Retype exactly the stretch of lines that begins at the line containing "Can you see the road?" and ends at the last line of the data, with no other lines.

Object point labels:

= = = =

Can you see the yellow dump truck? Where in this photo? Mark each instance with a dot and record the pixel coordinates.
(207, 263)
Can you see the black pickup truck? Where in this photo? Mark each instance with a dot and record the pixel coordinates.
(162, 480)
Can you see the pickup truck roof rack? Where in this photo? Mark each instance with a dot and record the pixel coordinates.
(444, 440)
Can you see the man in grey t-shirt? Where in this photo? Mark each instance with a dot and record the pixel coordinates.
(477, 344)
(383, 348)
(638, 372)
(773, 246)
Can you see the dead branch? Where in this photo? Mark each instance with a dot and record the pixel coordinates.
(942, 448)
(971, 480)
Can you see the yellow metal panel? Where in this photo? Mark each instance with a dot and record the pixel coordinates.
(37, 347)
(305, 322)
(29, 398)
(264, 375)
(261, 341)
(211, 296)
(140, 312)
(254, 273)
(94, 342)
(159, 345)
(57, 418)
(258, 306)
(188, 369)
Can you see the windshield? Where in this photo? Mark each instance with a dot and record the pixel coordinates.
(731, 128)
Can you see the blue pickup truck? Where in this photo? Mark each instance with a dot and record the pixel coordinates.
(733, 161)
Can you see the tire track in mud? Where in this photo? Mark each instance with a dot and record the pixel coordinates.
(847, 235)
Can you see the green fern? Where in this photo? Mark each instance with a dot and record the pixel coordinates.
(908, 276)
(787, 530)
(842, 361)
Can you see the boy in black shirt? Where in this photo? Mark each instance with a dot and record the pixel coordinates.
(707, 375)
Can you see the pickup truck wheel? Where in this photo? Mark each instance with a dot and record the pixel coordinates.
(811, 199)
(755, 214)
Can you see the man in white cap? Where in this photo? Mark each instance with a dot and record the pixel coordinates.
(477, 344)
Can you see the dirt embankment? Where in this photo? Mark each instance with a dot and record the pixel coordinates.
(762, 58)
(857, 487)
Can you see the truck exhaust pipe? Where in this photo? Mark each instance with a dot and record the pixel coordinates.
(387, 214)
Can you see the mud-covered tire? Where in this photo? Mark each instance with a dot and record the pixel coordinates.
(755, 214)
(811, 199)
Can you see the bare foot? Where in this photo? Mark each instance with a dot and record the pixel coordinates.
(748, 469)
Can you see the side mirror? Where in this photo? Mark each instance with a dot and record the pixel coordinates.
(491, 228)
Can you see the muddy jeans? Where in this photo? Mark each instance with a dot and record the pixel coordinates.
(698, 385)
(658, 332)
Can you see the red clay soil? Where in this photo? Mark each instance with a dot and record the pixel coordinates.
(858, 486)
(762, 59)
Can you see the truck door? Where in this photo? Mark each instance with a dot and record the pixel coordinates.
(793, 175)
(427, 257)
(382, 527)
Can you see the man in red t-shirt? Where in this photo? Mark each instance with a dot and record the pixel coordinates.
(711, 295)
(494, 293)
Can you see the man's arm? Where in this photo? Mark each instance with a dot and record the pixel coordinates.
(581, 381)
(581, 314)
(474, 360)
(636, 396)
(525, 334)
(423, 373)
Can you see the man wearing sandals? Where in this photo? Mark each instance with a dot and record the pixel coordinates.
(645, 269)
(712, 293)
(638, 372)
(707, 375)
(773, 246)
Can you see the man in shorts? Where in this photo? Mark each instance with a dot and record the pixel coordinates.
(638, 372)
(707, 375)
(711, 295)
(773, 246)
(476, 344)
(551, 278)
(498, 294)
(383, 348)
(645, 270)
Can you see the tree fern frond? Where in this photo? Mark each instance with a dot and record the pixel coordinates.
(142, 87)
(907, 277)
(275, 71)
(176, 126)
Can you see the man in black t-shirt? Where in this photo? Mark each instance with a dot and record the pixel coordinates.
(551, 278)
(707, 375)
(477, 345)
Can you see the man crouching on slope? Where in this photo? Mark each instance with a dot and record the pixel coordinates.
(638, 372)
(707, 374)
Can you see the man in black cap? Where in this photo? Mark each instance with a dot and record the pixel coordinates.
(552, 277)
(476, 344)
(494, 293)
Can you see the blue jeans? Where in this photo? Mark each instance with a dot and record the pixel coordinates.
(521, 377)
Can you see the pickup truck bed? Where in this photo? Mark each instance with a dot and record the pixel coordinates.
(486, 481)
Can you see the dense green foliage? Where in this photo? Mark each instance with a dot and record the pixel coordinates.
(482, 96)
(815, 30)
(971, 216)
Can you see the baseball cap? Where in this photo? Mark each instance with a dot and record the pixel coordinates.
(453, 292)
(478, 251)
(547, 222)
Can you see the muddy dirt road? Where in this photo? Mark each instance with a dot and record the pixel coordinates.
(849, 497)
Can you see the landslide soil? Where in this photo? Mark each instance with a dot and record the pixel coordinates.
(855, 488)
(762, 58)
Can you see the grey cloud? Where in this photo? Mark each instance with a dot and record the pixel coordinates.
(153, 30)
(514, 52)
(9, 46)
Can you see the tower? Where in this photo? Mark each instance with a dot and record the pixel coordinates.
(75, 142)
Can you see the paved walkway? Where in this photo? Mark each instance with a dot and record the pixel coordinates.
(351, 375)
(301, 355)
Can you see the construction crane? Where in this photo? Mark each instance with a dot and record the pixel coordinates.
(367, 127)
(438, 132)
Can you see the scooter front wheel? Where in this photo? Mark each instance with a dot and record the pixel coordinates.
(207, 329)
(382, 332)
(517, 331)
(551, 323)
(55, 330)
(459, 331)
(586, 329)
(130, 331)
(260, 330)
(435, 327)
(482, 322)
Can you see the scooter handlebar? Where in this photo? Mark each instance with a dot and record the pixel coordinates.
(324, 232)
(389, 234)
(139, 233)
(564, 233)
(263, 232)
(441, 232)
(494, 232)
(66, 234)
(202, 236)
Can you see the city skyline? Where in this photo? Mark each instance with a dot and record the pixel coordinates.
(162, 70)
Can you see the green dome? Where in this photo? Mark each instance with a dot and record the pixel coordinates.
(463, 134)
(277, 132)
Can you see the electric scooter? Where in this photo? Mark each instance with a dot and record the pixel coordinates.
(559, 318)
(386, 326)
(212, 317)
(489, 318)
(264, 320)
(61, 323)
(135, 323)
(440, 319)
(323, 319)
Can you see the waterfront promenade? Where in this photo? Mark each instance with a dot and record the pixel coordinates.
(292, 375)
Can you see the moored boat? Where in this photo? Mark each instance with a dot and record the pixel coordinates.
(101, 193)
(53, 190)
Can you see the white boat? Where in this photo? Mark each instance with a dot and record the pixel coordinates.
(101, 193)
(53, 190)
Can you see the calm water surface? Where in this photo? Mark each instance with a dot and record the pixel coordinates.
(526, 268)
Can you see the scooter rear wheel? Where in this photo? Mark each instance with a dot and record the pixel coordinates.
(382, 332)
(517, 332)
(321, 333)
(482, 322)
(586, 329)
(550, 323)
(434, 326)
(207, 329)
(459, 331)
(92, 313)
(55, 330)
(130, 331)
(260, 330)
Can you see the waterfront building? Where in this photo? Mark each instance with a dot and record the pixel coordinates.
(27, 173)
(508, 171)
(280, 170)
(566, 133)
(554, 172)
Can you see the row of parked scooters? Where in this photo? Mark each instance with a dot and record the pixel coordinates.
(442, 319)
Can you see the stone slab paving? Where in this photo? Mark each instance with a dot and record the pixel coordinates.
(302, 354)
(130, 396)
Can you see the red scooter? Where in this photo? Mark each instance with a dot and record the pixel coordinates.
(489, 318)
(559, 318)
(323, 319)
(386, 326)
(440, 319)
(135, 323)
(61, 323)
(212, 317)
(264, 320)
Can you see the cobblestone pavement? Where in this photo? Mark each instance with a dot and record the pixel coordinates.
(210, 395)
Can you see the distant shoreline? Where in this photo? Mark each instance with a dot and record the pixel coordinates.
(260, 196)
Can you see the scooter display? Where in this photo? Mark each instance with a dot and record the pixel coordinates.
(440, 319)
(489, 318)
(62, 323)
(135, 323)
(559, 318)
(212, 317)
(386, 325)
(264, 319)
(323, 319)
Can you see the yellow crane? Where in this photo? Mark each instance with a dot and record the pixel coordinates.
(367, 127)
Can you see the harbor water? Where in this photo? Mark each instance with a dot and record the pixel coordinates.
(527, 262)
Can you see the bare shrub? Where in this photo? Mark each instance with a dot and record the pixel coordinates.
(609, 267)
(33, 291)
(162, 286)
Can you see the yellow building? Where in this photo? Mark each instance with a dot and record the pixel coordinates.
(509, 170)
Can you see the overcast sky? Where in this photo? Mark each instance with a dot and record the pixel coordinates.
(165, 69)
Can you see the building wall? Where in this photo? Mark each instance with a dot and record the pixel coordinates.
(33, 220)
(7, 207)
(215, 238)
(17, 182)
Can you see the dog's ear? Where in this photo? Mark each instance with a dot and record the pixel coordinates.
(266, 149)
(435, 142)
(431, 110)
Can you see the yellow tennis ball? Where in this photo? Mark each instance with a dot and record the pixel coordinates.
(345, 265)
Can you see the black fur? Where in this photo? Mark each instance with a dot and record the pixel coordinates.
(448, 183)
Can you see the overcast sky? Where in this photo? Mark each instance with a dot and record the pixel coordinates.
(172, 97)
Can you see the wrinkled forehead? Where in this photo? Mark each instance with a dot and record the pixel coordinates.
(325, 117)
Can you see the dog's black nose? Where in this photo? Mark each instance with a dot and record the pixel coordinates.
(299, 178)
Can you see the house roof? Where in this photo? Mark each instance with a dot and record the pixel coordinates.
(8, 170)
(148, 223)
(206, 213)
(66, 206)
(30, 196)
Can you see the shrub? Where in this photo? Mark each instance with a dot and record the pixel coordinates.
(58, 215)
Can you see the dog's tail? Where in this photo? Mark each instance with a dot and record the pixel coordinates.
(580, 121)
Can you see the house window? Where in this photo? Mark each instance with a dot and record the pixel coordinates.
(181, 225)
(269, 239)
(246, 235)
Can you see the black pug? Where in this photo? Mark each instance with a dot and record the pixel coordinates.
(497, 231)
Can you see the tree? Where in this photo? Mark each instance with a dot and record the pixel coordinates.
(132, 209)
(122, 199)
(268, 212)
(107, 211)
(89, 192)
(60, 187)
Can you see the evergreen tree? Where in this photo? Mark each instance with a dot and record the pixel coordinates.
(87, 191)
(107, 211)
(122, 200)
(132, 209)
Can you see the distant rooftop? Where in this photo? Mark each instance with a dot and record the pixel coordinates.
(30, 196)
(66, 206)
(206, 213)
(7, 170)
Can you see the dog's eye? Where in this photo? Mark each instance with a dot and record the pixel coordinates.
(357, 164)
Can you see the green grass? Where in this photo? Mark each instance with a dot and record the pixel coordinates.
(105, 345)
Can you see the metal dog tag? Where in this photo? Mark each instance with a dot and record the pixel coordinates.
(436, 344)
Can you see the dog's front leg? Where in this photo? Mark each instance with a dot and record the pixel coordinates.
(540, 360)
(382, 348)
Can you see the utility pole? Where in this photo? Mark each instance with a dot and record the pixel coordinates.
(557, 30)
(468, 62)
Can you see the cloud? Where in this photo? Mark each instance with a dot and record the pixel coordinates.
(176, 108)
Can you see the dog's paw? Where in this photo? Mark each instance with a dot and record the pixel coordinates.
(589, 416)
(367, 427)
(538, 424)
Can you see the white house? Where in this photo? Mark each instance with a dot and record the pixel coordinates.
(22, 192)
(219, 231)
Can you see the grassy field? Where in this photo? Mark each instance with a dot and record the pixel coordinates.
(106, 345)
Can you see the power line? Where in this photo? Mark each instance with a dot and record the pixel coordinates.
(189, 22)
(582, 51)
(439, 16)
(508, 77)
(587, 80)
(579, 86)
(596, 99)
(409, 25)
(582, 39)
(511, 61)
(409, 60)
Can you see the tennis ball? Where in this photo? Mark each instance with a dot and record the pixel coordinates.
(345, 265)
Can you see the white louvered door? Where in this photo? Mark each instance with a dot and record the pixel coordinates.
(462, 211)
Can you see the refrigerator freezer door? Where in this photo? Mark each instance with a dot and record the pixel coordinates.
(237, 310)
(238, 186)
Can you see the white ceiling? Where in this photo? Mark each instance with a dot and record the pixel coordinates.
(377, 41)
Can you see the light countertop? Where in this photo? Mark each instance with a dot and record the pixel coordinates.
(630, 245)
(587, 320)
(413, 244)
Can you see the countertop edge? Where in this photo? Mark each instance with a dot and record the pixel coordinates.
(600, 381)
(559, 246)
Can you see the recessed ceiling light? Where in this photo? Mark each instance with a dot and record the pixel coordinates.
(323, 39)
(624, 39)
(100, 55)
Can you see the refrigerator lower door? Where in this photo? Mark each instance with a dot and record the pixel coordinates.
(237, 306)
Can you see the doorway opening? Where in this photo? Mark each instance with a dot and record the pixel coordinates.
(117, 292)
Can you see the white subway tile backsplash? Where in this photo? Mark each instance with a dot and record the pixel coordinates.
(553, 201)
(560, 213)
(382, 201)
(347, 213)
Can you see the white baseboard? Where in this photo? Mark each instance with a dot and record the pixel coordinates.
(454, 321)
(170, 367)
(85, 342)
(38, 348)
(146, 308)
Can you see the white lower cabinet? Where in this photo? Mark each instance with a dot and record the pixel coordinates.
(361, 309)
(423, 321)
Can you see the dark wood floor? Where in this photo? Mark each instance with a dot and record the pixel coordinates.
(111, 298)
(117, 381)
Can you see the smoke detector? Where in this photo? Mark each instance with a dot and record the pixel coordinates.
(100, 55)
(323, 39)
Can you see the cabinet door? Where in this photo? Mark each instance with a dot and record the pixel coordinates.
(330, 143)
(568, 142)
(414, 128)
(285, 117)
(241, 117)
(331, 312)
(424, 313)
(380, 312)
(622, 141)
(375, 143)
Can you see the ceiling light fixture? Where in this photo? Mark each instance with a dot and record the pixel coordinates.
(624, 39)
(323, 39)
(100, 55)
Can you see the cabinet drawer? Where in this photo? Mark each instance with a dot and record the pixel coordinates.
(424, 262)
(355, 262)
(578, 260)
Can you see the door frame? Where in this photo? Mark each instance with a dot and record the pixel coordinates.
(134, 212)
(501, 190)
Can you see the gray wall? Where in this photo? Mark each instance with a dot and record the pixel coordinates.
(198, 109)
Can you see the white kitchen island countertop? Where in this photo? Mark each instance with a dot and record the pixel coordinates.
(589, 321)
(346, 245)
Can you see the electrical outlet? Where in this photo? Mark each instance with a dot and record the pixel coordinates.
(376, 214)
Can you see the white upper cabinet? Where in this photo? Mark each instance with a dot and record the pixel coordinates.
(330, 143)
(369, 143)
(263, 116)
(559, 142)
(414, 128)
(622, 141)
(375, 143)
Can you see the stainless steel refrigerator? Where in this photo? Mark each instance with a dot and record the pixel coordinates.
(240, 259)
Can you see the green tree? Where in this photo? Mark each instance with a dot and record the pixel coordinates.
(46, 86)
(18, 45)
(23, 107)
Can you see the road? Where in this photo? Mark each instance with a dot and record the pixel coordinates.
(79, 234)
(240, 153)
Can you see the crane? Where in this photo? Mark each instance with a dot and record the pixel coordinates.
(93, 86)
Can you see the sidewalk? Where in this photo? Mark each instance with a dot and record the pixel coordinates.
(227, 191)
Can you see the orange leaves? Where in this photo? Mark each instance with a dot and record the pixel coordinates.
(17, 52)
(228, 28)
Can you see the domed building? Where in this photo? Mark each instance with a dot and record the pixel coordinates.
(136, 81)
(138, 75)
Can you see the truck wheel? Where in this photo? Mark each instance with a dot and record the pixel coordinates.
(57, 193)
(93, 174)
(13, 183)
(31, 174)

= = = =

(TASK SOLUTION)
Can you see the road? Where in this photo? Mark each instance with a dot and record the pixel coordinates.
(79, 234)
(240, 153)
Can you see the crane? Where in this photo? Mark each instance with a dot and record the pixel coordinates.
(93, 86)
Can you see the sidewalk? Where in this photo? Mark each instance with a dot and record the pixel coordinates.
(227, 191)
Can you see the orange leaves? Where in this photo? Mark each instance with a dot and record the pixel coordinates.
(17, 52)
(228, 28)
Can you see the domed building? Where in this photo? Mark each instance with a dot and record the pixel coordinates.
(136, 81)
(138, 75)
Can you see the truck wheel? Where in this photo? Mark each instance with a dot and record the pixel coordinates.
(57, 193)
(93, 174)
(13, 183)
(31, 174)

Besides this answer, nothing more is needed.